═════ STUDY TEXT ═════

5.1.1 Performance Capabilities for Internal Exposure Monitoring
Bioassay monitoring programs must be capable of showing compliance with the 5-rem/year
stochastic and 50-rem/year nonstochastic dose limits of 10 CFR 835.202 (DOE, 1998a).
10 CFR 835.402(c)(1) (DOE, 1998a) identifies 100-mrem CEDE and/or 5 rem CDE to any
organ or tissue for all likely intakes as a level above which workers must participate in a
bioassay program. Therefore, ideally, such bioassay monitoring programs should be capable
of detecting those levels. In fact, this is not technically achievable for most routine
plutonium bioassay programs. In order to meet this requirement, reliance must be placed on
workplace monitoring to identify potential intakes at the time they occur so that special
bioassay monitoring can be initiated. Routine, periodic bioassay measurements have little
chance of detecting a CEDE of 0.1 rem and can even have difficulty showing compliance
with dose limits.

═════

*PROBLEM REQUIREMENTS*: Copy the passage on performance capabilities for internal exposure monitoring word for word, in full.

═════ MATERIAL PROVIDED ═════

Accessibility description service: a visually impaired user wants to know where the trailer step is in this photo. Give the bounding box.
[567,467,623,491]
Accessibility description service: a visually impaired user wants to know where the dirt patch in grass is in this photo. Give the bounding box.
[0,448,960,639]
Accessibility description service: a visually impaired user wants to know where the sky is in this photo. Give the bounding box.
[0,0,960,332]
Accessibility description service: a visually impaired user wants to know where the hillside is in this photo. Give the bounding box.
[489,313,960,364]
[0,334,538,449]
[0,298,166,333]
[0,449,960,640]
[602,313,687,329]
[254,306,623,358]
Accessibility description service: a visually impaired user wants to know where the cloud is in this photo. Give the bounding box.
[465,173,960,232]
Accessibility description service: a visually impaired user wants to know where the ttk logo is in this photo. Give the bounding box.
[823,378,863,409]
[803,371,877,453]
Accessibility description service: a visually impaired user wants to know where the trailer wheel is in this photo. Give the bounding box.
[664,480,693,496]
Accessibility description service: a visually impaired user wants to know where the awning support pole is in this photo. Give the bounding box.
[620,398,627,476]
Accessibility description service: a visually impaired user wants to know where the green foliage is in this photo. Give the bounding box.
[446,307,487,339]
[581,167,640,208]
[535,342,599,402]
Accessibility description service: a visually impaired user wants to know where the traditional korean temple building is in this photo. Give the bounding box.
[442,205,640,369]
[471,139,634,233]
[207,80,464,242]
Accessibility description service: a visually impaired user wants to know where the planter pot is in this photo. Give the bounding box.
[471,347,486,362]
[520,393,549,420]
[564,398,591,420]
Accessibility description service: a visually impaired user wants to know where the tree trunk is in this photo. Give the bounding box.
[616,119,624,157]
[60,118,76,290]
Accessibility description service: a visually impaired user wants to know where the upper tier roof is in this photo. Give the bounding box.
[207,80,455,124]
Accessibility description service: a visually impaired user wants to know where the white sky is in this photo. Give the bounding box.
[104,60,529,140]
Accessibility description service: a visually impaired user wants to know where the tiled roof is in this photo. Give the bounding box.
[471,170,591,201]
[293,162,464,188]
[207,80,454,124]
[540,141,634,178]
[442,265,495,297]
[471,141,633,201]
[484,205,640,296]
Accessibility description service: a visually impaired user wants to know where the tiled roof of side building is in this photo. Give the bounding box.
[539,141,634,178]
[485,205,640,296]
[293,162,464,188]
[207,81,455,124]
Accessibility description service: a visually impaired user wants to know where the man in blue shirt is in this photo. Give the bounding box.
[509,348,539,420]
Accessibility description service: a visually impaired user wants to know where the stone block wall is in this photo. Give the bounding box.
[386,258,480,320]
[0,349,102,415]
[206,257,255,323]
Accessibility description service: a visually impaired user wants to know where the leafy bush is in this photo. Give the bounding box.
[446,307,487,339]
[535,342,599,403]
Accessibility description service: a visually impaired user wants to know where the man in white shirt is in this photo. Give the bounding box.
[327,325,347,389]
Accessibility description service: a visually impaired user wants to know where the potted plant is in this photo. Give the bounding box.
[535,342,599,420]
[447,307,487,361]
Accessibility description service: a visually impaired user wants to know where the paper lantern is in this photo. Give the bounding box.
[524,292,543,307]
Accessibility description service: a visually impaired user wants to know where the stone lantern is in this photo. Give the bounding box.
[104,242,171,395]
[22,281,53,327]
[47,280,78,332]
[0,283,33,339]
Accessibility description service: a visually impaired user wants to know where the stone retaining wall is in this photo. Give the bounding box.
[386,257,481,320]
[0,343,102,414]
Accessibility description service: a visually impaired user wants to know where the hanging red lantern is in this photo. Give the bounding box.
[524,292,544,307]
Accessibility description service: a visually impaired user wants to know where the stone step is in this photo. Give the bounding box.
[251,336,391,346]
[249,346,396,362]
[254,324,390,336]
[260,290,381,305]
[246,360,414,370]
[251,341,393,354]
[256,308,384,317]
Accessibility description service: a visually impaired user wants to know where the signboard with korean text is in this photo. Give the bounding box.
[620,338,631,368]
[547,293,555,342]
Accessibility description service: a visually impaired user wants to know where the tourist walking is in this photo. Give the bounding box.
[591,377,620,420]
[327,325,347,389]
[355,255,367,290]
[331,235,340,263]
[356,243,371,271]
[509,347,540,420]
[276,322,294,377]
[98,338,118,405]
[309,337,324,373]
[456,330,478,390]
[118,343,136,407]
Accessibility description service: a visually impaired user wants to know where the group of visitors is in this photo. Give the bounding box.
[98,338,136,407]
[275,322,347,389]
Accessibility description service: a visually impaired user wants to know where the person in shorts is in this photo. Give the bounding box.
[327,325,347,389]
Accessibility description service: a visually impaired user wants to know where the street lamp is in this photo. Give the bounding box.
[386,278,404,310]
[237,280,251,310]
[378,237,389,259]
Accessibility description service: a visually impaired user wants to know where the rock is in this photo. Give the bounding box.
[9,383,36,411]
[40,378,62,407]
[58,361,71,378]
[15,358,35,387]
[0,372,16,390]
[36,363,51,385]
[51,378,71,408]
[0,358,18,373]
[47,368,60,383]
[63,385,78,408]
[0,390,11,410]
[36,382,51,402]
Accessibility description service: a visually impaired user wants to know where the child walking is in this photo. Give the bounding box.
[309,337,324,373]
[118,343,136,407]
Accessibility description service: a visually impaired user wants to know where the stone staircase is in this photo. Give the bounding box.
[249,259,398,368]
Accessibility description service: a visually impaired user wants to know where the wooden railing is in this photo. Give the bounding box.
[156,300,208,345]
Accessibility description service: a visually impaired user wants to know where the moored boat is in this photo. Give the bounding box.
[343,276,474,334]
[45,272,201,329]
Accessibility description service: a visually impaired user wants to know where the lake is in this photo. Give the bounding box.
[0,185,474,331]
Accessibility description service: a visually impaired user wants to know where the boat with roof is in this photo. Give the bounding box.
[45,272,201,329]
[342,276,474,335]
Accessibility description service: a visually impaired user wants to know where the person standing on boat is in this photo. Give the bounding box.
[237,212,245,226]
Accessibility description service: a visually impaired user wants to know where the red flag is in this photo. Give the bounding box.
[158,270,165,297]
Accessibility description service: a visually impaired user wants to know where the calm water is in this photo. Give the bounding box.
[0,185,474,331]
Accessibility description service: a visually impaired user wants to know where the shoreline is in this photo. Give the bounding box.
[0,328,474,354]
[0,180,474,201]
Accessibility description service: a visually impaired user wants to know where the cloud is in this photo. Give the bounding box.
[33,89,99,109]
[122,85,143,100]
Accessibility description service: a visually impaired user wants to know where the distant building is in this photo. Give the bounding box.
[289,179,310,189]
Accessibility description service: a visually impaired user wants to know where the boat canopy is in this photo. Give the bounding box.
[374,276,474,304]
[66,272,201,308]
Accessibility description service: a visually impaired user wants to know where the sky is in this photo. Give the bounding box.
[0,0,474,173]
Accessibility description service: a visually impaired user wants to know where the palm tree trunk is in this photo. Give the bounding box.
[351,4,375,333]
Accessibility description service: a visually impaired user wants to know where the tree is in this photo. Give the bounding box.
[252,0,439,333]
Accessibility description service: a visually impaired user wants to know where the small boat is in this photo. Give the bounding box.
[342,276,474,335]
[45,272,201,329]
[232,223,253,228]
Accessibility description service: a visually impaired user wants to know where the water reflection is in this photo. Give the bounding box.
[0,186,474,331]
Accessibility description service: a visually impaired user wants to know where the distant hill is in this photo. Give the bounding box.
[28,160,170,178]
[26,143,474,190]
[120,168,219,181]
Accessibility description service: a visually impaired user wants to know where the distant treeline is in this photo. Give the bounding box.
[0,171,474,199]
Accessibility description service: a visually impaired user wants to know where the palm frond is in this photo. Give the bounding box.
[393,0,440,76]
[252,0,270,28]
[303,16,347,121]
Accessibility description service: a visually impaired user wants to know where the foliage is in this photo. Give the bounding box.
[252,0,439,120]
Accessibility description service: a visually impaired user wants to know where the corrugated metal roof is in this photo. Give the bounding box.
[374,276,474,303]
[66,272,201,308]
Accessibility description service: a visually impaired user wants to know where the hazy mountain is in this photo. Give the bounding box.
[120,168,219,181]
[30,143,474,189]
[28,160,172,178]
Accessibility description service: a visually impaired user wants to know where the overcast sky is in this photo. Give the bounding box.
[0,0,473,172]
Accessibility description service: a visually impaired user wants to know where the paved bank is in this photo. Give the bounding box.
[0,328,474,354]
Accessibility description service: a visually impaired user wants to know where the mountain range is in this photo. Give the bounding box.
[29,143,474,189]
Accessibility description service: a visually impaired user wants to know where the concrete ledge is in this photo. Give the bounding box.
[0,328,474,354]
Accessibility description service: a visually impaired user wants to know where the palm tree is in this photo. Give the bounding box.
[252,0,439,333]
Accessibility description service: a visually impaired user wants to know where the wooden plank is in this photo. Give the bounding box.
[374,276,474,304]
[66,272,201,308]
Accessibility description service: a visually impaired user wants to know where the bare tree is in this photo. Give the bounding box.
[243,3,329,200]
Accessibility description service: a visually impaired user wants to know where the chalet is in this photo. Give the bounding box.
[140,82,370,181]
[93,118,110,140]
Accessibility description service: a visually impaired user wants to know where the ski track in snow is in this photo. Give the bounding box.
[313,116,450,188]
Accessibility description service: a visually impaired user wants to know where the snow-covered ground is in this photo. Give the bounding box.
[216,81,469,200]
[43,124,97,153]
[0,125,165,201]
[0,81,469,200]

═════

*FINISHED EXERCISE*:
5.1.1 Performance Capabilities for Internal Exposure Monitoring
Bioassay monitoring programs must be capable of showing compliance with the 5-rem/year
stochastic and 50-rem/year nonstochastic dose limits of 10 CFR 835.202 (DOE, 1998a).
10 CFR 835.402(c)(1) (DOE, 1998a) identifies 100-mrem CEDE and/or 5 rem CDE to any
organ or tissue for all likely intakes as a level above which workers must participate in a
bioassay program. Therefore, ideally, such bioassay monitoring programs should be capable
of detecting those levels. In fact, this is not technically achievable for most routine
plutonium bioassay programs. In order to meet this requirement, reliance must be placed on
workplace monitoring to identify potential intakes at the time they occur so that special
bioassay monitoring can be initiated. Routine, periodic bioassay measurements have little
chance of detecting a CEDE of 0.1 rem and can even have difficulty showing compliance
with dose limits.